● Objective:
Answer these questions from the passage on Jaynes's theory of the bicameral mind.
1. What does the passage say becoming conscious of unconscious oppression is not?
2. What could the modes of expression Jaynes discovered make sense of?
3. What can be understood in a new way if so different and alien an experience of reality can be conceived?

● Passage given:
══════
To become conscious of unconscious oppression is not to discover any new texts or histories. It is to see the old ones with new eyes. The early narratives in which Jaynes found evidence to support his theory of the bicameral mind include familiar texts such as the Illiad and certain biblical texts of equal antiquity. In them, Jaynes discovered modes of expression that could, if interpreted according to his theory, make sense of what otherwise seemed mere "magical talk" and illogic. By reading again the "unmodern" Homeric tales with the insight that these men, Agammemnon, Achilles, and the rest, did not think, did not have behind their peering eyes a mindspace in which an individuated ego resided: if we can conceive of so different and alien an experience of reality, then we can understand in a new way the logic of the syntax and the hidden consistencies in the myths.
══════
● Items:

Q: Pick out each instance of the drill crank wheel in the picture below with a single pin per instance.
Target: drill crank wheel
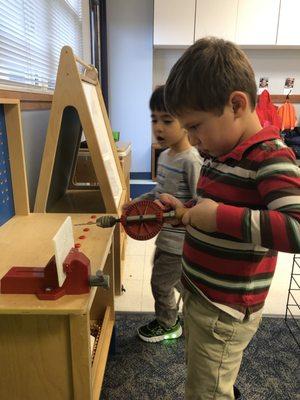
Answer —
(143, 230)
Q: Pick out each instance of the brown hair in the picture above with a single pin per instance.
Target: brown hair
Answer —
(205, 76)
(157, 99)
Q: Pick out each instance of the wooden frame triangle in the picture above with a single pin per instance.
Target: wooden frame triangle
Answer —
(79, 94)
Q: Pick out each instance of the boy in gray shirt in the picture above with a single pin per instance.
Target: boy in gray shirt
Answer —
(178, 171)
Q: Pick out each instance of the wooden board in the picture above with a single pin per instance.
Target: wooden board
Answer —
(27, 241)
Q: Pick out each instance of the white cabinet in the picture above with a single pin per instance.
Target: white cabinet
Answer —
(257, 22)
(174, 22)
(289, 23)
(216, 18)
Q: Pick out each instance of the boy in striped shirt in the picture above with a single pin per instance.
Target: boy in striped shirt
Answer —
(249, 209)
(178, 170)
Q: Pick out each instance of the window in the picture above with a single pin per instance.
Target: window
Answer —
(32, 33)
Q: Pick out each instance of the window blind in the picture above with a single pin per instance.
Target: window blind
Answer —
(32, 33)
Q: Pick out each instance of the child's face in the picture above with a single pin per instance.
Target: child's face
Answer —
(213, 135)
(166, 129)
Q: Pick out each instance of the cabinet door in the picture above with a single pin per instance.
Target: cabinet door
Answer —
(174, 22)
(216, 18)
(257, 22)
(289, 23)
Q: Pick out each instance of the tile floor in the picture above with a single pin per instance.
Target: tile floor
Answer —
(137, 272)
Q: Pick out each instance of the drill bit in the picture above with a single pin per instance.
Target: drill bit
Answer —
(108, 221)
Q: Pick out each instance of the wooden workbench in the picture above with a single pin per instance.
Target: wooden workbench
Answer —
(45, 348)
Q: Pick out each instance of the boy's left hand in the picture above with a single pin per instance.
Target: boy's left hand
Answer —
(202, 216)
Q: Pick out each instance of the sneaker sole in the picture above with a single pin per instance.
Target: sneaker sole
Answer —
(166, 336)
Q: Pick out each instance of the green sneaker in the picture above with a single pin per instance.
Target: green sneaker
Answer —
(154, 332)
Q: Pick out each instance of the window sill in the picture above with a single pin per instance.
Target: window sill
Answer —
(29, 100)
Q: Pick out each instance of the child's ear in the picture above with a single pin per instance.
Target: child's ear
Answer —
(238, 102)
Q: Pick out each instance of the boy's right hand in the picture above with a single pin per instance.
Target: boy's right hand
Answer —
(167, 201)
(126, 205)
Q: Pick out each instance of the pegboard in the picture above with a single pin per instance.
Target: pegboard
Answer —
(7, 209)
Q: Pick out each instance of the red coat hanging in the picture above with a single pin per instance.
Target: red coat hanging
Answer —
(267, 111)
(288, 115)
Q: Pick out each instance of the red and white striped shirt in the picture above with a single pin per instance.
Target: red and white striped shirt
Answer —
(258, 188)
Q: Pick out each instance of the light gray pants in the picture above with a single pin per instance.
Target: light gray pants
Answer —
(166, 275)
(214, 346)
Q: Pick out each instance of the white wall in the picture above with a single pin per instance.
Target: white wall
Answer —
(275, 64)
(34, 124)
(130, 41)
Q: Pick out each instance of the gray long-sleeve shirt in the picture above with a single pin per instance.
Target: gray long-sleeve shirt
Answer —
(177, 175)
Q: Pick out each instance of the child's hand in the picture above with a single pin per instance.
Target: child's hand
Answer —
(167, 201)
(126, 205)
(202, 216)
══════
● Finished task:
1. It is not to discover any new texts or histories.
2. What otherwise seemed mere "magical talk" and illogic.
3. The logic of the syntax and the hidden consistencies in the myths.